**TASK DESCRIPTION**
Check every line of the material below, and show those that contain "pixels".

**RECORDED INFORMATION**
= = = = =
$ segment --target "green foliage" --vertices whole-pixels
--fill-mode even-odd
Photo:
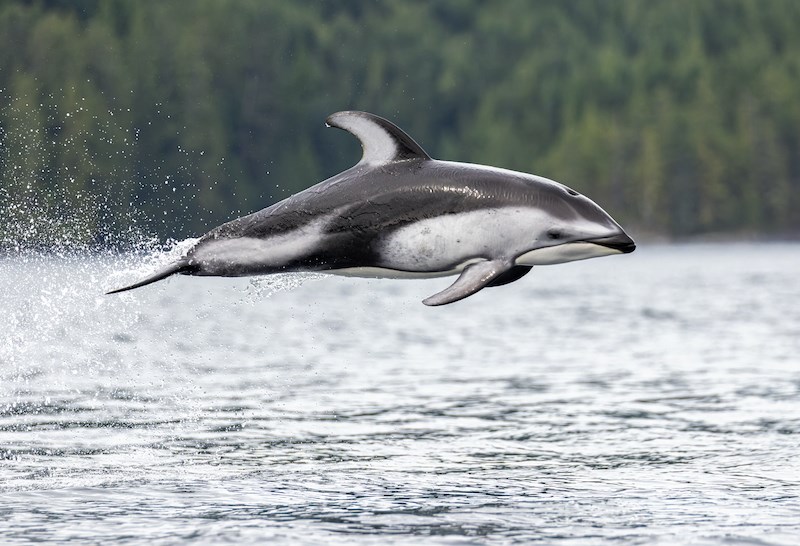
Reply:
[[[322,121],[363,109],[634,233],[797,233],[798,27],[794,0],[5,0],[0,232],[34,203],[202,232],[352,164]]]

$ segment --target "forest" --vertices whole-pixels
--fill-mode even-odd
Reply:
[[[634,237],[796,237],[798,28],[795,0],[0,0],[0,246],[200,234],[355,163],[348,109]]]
= = = = =
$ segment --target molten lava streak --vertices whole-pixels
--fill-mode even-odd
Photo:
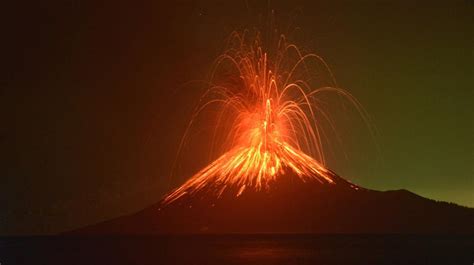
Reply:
= = = = =
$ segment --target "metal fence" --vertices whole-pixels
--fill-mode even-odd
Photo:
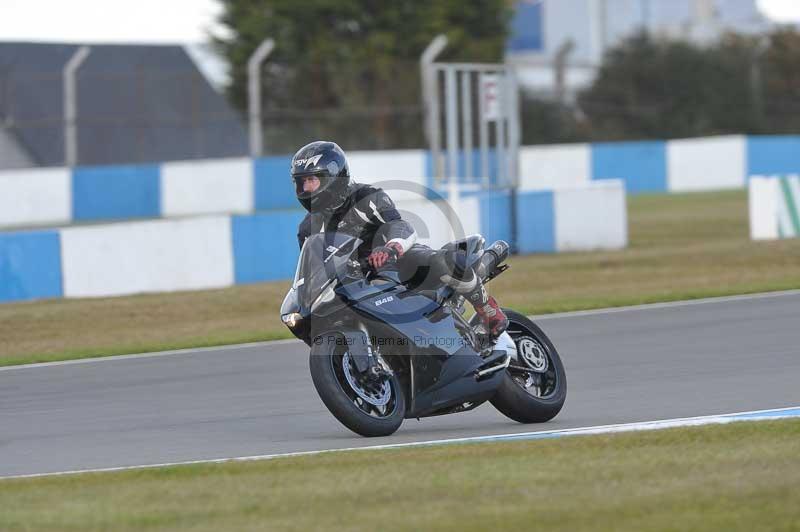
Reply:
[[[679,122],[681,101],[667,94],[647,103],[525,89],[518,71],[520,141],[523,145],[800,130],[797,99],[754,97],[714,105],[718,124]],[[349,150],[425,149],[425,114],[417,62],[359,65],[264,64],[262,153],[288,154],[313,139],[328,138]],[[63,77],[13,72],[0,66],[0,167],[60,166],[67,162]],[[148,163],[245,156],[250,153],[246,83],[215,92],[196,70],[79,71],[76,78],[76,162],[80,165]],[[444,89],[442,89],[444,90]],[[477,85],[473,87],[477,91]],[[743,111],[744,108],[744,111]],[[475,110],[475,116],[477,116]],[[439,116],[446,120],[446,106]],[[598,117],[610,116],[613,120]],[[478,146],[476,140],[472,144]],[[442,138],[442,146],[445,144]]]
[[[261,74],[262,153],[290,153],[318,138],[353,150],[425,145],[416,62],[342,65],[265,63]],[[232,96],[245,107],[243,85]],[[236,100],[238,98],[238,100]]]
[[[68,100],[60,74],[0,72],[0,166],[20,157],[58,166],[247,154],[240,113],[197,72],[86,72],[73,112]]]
= = = = =
**WORKED SOLUTION**
$ segment --target "green foliage" --vertices whole-pixels
$ segment --target "forest" --vertices whole-pixels
$ segment --target molten lava streak --vertices whole-pixels
$ segment --target "metal fence" --vertices whole-pixels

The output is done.